Page excerpt:
⁂

However, this is not a requirement to utilizing the features
described herein.
[0053] In an embodiment, compiler 102 receives as input the source
code files 101 and converts the source code files 101 into class
files 103 that are in a format expected by the virtual machine 104.
For example, in the context of the JVM, Chapter 4 of the Java
Virtual Machine Specification defines a particular class file
format to which the class files 103 are expected to adhere. In some
embodiments, the class files 103 contain the virtual machine
instructions that have been converted from the source code files
101. However, in other embodiments, the class files 103 may contain
other structures as well, such as tables identifying constant
values and/or metadata related to various structures (classes,
fields, methods, and so forth).
[0054] The following discussion will assume that each of the class
files 103 represents a respective "class" defined in the source
code files 101 (or dynamically generated by the compiler
102/virtual machine 104). However, the aforementioned assumption is
not a strict requirement and will depend on the implementation of
the virtual machine 104. Thus, the techniques described herein may
still be performed regardless of the exact format of the class
files 103. In some embodiments, the class files 103 are divided
into one or more "libraries" or "packages", each of which includes
a collection of classes that provide related functionality. For
example, a library may contain one or more class files that
implement input/output (I/O) operations, mathematics tools,
cryptographic techniques, graphics utilities, and so forth.
Further, some classes (or fields/methods within those classes) may
include access restrictions that limit their use to within a
particular class/library/package or to classes with appropriate
permissions.
2.1 Example Class File Structure
[0055] FIG. 2 illustrates an example structure for a class file 200
in block diagram form according to an embodiment. In order to
provide clear examples, the remainder of the disclosure assumes
that the class files 103 of the computing architecture 100 adhere
to the structure of the example class file 200 described in this
section. However, in a practical environment, the structure of the
class file 200 will be dependent on the implementation of the
virtual machine 104. Further, one or more features discussed herein
may modify the structure of the class file 200 to, for example, add
additional structure types. Therefore, the exact structure of the
class file 200 is not critical to the techniques described herein.
For the purposes of Section 2.1, "the class" or "the present class"
refers to the class represented by the class file 200.
[0056] In FIG. 2, the class file 200 includes a constant table 201,
field structures 208, class metadata 204, and method structures
209.

⁂

Recorded data:
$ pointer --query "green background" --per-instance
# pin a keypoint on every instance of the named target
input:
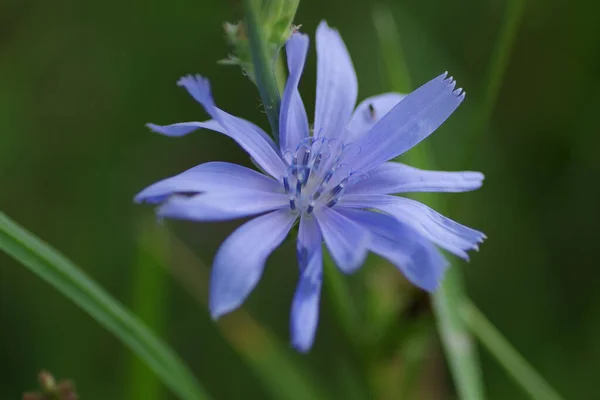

⁂

Challenges:
[A] Answer these questions about the class-file excerpt:
(i) Which chapter of the Java Virtual Machine Specification defines the class file format?
(ii) What two names are given for the groups the class files 103 may be divided into?
(iii) What four parts does the class file 200 include in FIG. 2?
[B] Return the class-file excerpt word for word from "[0054] The following" to "and so forth.".

The answers:
[A]
(i) Chapter 4
(ii) "Libraries" or "packages"
(iii) A constant table 201, field structures 208, class metadata 204, and method structures 209

[B]
[0054] The following discussion will assume that each of the class
files 103 represents a respective "class" defined in the source
code files 101 (or dynamically generated by the compiler
102/virtual machine 104). However, the aforementioned assumption is
not a strict requirement and will depend on the implementation of
the virtual machine 104. Thus, the techniques described herein may
still be performed regardless of the exact format of the class
files 103. In some embodiments, the class files 103 are divided
into one or more "libraries" or "packages", each of which includes
a collection of classes that provide related functionality. For
example, a library may contain one or more class files that
implement input/output (I/O) operations, mathematics tools,
cryptographic techniques, graphics utilities, and so forth.